::: Vorliegender Textauszug :::
Auch neue digitale Spaltungen können durch die Analyse und Entscheidungsverlagerung auf soziotechnische Systeme hervortreten. Ein Beispiel wiederum aus dem Straßenverkehr kann dies illustrieren: „In Boston, USA, hilft eine App dabei, die Qualität der Straßen zu verbessern. Sie nutzt die Beschleunigungssensoren, die es in jedem Smartphone gibt, und zeichnet bei Fahrten durch die Stadt automatisch jedes Schlagloch auf. Tausende Schlaglöcher wurden schon per App gemeldet und zeitnah ausgebessert. […] Was nach bürgernaher Verwaltung klingt, hatte anfangs einen großen Haken, so John Podesta, Berater von US-Präsident Barack Obama, […]. Die meisten Schlaglöcher seien nämlich in besseren Wohngegenden gemeldet worden – nicht weil die Straßen dort besonders schlecht gewesen seien, sondern weil sich Einkommensschwache oft kein teures Smartphone leisten könnten.“ (19)
Big Data Gesellschaft
Am Beispiel und mithilfe der Metaphorik des Autofahrens konnten einige Folgen des gegenwärtigen gesellschaftlichen Mediatisierungs- und Informatisierungstrends skizziert werden. Das Zusammenspiel von Cloud Computing, mobilen Diensten, Sozialen Netzwerken, „Internet der Dinge“ und „Big Data“ bringt ein gesellschaftliches und kommunikatives Umfeld hervor, in dem das Individuum, seine Souveränität und seine Handlungskompetenz neu verortet und gesellschaftliche Steuerungsoptionen reflektiert werden müssen.
::: Bereitgestelltes Material :::
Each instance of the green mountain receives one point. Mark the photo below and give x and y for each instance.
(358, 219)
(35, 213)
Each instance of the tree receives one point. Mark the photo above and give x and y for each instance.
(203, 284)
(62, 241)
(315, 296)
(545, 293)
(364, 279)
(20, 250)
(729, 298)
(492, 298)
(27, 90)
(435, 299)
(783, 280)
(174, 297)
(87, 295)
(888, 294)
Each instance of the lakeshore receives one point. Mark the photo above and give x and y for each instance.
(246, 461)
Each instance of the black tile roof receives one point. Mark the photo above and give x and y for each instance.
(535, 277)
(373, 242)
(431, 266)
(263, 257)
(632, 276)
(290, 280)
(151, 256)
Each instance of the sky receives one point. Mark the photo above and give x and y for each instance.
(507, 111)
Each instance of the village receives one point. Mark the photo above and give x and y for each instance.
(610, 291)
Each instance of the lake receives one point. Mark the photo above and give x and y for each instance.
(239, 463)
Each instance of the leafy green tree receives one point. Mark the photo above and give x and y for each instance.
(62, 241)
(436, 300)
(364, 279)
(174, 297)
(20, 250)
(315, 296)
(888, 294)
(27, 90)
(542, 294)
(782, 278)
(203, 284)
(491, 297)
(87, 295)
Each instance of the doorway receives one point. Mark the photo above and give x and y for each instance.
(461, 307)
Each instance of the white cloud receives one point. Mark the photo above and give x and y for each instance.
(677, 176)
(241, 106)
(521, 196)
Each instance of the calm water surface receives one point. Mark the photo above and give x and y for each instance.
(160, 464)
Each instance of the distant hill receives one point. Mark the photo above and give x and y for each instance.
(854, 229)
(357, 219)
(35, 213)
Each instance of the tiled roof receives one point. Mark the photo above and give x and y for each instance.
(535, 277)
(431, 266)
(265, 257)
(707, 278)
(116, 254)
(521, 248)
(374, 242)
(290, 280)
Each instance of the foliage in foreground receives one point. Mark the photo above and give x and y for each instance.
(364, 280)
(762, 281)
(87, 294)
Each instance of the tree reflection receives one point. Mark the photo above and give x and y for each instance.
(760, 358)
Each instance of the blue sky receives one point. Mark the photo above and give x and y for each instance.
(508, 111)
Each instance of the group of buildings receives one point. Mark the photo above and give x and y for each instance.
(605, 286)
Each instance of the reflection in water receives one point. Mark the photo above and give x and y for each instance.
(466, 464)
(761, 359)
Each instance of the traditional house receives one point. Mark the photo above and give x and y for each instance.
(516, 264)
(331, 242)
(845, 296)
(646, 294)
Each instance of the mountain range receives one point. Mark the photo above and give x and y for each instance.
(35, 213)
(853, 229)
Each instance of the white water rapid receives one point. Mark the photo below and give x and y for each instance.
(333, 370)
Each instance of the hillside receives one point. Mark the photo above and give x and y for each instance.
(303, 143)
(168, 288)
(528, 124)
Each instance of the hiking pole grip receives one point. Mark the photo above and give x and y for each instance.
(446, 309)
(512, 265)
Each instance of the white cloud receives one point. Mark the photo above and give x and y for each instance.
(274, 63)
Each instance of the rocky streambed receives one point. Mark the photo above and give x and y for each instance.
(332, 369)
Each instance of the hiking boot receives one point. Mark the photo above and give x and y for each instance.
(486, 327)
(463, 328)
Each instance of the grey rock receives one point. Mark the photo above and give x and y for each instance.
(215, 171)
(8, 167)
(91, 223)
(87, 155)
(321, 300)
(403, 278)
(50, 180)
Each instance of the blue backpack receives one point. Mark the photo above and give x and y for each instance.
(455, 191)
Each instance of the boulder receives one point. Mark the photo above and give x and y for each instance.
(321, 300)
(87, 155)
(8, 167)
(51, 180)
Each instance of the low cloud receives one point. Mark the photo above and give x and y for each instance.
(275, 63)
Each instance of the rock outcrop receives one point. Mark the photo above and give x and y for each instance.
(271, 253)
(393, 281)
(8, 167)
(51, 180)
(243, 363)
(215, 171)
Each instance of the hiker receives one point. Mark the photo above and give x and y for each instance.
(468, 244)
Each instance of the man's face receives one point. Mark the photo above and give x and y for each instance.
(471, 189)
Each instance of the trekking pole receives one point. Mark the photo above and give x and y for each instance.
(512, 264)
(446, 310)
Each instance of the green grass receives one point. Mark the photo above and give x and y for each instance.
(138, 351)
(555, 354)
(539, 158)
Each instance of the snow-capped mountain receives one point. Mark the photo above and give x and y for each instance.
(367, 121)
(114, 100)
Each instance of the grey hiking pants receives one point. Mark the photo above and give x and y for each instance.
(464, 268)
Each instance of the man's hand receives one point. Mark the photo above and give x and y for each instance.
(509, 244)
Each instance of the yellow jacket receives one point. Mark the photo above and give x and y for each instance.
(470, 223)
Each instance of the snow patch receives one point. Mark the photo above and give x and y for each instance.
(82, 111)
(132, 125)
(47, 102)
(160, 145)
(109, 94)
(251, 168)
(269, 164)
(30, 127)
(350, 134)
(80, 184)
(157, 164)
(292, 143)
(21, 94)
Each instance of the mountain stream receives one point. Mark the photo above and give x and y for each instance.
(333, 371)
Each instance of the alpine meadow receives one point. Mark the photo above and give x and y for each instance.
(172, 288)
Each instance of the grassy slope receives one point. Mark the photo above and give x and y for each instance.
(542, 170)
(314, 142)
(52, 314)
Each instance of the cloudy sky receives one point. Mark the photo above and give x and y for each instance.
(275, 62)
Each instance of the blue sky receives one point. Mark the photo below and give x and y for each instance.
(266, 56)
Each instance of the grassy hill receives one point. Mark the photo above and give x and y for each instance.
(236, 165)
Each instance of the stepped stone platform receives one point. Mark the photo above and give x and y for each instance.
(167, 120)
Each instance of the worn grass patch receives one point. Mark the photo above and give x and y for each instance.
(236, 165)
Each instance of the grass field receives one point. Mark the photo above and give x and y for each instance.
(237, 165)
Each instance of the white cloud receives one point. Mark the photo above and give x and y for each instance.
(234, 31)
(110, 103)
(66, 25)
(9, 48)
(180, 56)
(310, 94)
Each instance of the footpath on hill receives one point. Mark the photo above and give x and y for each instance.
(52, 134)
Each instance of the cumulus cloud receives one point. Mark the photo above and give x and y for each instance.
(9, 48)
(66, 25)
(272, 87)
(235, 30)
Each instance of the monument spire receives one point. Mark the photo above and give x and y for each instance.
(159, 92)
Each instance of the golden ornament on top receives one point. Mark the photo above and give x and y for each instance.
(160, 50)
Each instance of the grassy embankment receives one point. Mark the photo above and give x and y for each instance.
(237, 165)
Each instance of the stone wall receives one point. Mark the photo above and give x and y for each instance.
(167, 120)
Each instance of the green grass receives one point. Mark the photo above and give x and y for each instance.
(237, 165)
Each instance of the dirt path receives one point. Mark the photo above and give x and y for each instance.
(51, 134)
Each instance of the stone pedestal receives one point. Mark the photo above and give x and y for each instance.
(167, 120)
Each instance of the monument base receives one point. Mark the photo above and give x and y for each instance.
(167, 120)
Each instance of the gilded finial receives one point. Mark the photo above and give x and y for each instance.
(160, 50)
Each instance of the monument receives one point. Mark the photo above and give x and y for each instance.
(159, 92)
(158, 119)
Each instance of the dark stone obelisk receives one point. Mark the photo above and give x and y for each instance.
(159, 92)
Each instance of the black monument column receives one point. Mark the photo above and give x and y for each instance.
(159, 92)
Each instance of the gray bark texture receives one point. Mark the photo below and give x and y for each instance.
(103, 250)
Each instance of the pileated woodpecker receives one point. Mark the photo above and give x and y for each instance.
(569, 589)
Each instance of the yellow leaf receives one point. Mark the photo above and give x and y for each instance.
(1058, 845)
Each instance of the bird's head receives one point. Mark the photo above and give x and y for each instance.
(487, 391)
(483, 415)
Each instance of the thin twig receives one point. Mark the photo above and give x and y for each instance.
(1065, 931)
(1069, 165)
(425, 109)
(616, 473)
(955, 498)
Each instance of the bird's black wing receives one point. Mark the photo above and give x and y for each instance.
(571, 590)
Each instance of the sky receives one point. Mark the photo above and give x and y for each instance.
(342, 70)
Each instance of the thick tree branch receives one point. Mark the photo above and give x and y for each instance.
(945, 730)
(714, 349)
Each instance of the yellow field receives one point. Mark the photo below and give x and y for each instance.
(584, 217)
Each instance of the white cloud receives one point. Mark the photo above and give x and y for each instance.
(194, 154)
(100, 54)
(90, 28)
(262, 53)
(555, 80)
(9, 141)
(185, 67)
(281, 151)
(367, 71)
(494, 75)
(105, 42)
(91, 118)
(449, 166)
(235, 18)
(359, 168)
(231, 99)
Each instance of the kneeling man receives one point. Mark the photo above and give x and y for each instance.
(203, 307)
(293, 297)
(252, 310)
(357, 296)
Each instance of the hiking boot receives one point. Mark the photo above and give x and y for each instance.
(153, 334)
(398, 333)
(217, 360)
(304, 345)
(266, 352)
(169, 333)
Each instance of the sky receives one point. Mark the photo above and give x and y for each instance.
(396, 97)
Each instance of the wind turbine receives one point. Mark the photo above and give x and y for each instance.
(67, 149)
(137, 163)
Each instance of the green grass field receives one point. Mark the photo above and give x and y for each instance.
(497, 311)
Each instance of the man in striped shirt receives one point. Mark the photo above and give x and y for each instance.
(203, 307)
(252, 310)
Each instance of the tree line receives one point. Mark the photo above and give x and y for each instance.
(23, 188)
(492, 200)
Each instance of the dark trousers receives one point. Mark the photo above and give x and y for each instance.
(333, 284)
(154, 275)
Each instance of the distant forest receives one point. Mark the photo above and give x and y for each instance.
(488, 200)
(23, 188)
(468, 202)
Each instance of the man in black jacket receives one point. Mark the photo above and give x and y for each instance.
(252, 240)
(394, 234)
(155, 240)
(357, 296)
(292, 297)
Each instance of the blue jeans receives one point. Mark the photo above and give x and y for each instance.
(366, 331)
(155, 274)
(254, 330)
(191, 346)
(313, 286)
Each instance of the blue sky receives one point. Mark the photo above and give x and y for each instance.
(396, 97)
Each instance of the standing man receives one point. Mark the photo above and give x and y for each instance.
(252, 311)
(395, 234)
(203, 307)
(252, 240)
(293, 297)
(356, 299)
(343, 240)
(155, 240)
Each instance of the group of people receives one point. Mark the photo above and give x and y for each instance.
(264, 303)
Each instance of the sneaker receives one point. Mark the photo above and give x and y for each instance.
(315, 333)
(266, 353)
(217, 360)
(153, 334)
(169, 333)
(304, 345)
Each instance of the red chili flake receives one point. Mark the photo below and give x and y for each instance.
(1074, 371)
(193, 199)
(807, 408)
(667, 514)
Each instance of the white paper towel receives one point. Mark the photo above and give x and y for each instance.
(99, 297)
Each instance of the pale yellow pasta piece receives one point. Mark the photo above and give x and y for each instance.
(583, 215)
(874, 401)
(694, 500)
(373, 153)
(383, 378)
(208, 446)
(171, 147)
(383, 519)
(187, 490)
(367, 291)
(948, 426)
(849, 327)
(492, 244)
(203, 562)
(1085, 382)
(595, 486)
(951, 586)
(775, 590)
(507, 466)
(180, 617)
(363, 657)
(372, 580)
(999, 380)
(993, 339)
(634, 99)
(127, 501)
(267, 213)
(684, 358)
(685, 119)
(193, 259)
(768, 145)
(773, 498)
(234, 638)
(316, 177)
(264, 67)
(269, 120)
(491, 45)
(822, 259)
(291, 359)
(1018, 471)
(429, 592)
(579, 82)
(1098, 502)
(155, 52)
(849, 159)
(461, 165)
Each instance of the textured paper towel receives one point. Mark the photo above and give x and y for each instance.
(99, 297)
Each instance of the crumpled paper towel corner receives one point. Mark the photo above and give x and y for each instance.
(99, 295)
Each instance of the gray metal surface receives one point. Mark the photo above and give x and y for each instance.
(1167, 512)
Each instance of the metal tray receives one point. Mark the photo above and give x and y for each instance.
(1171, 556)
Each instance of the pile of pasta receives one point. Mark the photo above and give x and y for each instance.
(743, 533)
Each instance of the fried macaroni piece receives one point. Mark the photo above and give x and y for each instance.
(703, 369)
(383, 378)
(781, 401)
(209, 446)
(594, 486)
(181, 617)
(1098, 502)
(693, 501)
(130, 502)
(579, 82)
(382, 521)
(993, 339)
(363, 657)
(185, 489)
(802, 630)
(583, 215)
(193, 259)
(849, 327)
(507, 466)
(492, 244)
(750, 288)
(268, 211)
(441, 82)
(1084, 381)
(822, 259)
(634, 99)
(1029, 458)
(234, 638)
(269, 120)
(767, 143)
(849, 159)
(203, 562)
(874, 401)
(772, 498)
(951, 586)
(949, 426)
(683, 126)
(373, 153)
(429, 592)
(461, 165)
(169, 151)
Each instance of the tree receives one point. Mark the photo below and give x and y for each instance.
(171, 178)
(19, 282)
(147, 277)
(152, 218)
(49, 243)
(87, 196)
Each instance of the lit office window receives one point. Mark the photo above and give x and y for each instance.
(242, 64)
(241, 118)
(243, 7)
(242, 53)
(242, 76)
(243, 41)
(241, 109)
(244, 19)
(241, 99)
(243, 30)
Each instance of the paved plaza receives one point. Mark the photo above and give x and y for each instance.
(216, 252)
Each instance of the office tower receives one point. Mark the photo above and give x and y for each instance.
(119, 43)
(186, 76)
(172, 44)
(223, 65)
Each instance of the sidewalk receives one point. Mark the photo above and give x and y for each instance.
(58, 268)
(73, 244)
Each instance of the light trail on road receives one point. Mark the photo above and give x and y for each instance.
:::
[Ihre Aufgaben]
**1)** Übertragen Sie aus dem Textauszug über die Big-Data-Gesellschaft den Satz „Tausende Schlaglöcher wurden schon per App gemeldet und zeitnah ausgebessert.“ ins Englische.
**2)** In welchen Gegenden wurden laut dem Textauszug über die Big-Data-Gesellschaft die meisten Schlaglöcher gemeldet?
**3)** Schreiben Sie den Textauszug über die Big-Data-Gesellschaft im Anschluss an seinen letzten Satz weiter.
Das Material steht für sich und gehört nicht zum Textauszug.

[Lösungen je Aufgabe]
**1)** Thousands of potholes have already been reported via the app and promptly repaired.

**2)** In besseren Wohngegenden.

**3)**
Während das klassische Internet die Personen, Dienste und Computer miteinander vernetzt, weitet das seit einigen Jahren von Industrie und Wirtschaftspolitik geförderte „Internet der Dinge“ diese Vernetzung auf prinzipiell alle Objekte des Alltags aus. Die damit verbundene zunehmende Verbreitung von Funktechniken, intelligenten Produkten und softwarebasierten Geschäftsmodellen tragen dazu bei, dass sich der verfügbare Datenbestand zukünftig alle zwei Jahre verdoppeln wird. Mit der steigenden „Intelligenz“ der Objekte durch die Integration von Prozessoren und Sensoren werden diese „umgebungsintelligent“ („ambient intelligence“) und können (teil-)autonom handeln. Diese vernetzten Objekte passen sich an, treffen Entscheidungen und können Entwicklungen voraussehen. Aus der Beobachterperspektive ist ein zunehmend intelligentes Handeln von Maschinen (Stichwort „Turing Test“) festzustellen. Durch die wachsende Leistungsfähigkeit von Prozessoren und Programmiertechniken erschließen künstliche Intelligenzen immer alltäglichere Intelligenzdomänen: So hat im Jahr 2011 der IBM Computer „Watson“ die langjährigen menschlichen Champions in einer Fernsehquizshow in natürlicher Sprache und Schrift in allgemeinen Wissensfragen besiegt. Das System „Watson“ kommt nun in unterschiedlichen Anwendungsfeldern, beispielsweise im Gesundheitswesen, zum Einsatz.
Kognitive Systeme und Agents werden sich verstärkt in menschliche und alltägliche Entscheidungsprozesse einbringen und quasi-intelligente Leistungen erbringen.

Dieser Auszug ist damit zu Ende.